*** Opening Material supplied ***

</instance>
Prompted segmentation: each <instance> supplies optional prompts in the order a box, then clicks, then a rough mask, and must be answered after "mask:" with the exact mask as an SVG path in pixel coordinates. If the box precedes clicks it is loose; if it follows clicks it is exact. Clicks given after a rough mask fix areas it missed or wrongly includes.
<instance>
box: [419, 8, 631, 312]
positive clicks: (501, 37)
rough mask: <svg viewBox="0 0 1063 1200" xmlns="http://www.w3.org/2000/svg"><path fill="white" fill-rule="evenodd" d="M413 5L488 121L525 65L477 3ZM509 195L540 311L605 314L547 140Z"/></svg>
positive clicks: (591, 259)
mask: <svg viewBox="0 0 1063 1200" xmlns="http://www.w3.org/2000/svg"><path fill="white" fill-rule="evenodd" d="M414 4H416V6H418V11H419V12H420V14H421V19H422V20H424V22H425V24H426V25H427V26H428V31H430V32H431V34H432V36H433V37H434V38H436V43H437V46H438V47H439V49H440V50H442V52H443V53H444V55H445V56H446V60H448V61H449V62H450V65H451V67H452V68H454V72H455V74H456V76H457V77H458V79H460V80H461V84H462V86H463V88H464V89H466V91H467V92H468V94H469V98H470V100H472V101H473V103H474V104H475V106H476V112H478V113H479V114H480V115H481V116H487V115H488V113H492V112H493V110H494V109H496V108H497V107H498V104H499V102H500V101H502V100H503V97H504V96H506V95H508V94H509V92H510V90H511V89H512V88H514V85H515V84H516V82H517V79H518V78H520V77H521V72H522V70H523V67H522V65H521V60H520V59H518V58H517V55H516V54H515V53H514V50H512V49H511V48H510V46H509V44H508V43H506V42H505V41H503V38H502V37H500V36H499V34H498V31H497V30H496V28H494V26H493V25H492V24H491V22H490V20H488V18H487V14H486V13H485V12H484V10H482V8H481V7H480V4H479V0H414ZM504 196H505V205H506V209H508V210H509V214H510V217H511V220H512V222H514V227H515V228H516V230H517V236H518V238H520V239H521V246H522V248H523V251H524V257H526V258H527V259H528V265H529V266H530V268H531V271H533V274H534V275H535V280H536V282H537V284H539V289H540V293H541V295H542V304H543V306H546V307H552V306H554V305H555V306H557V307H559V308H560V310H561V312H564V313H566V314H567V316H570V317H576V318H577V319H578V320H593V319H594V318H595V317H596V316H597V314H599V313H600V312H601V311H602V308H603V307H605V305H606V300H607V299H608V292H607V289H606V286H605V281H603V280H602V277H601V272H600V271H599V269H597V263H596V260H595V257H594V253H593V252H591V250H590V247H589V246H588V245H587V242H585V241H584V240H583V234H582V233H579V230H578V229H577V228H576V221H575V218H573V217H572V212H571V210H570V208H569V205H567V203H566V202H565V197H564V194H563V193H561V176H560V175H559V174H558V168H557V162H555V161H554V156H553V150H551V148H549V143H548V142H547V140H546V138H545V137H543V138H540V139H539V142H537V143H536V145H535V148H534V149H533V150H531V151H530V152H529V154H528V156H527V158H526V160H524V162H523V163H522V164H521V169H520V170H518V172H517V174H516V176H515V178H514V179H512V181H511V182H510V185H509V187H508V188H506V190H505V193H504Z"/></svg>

*** Closing Material supplied ***

Task instructions =>
All entries above are to be transcribed verbatim.

Exercise result =>
</instance>
Prompted segmentation: each <instance> supplies optional prompts in the order a box, then clicks, then a rough mask, and must be answered after "mask:" with the exact mask as an SVG path in pixel coordinates. If the box precedes clicks it is loose; if it follows clicks it is exact. Clicks given after a rough mask fix areas it missed or wrongly includes.
<instance>
box: [419, 8, 631, 312]
positive clicks: (501, 37)
rough mask: <svg viewBox="0 0 1063 1200" xmlns="http://www.w3.org/2000/svg"><path fill="white" fill-rule="evenodd" d="M413 5L488 121L525 65L477 3ZM509 195L540 311L605 314L547 140Z"/></svg>
positive clicks: (591, 259)
mask: <svg viewBox="0 0 1063 1200" xmlns="http://www.w3.org/2000/svg"><path fill="white" fill-rule="evenodd" d="M414 4H416V6H418V11H419V12H420V14H421V19H422V20H424V22H425V24H426V25H427V26H428V31H430V32H431V34H432V36H433V37H434V38H436V43H437V46H438V47H439V49H440V50H442V52H443V53H444V55H445V56H446V60H448V61H449V62H450V65H451V67H452V68H454V72H455V74H456V76H457V77H458V79H460V80H461V84H462V86H463V88H464V89H466V91H467V92H468V94H469V98H470V100H472V101H473V103H474V104H475V106H476V112H478V113H479V114H480V115H481V116H487V115H488V113H492V112H493V110H494V109H496V108H497V107H498V104H499V102H500V101H502V100H503V97H504V96H506V95H508V94H509V92H510V90H511V89H512V88H514V85H515V84H516V82H517V79H518V78H520V77H521V72H522V70H523V67H522V65H521V60H520V59H518V58H517V55H516V54H515V53H514V50H512V49H511V48H510V46H509V44H508V43H506V42H505V41H503V38H502V37H500V36H499V34H498V31H497V30H496V28H494V26H493V25H492V24H491V22H490V20H488V18H487V14H486V13H485V12H484V10H482V8H481V7H480V4H479V0H414ZM504 196H505V205H506V209H508V210H509V214H510V217H511V220H512V222H514V227H515V228H516V230H517V236H518V238H520V239H521V246H522V248H523V251H524V257H526V258H527V259H528V265H529V266H530V268H531V271H533V274H534V275H535V280H536V282H537V284H539V289H540V293H541V295H542V304H543V306H546V307H552V306H554V305H555V306H557V307H559V308H560V310H561V312H564V313H566V314H567V316H570V317H576V318H577V319H578V320H593V319H594V318H595V317H596V316H597V314H599V313H600V312H601V311H602V308H603V307H605V305H606V300H607V299H608V292H607V289H606V286H605V281H603V280H602V277H601V272H600V271H599V269H597V263H596V260H595V257H594V253H593V252H591V250H590V247H589V246H588V245H587V242H585V241H584V240H583V234H582V233H579V230H578V229H577V228H576V221H575V218H573V217H572V212H571V210H570V208H569V205H567V203H566V202H565V197H564V194H563V193H561V176H560V175H559V174H558V168H557V162H555V161H554V156H553V150H551V148H549V143H548V142H547V140H546V138H545V137H543V138H540V139H539V142H537V143H536V145H535V148H534V149H533V150H531V151H530V152H529V154H528V156H527V158H526V160H524V162H523V163H522V164H521V169H520V170H518V172H517V174H516V176H515V178H514V179H512V181H511V182H510V185H509V187H508V188H506V190H505V193H504Z"/></svg>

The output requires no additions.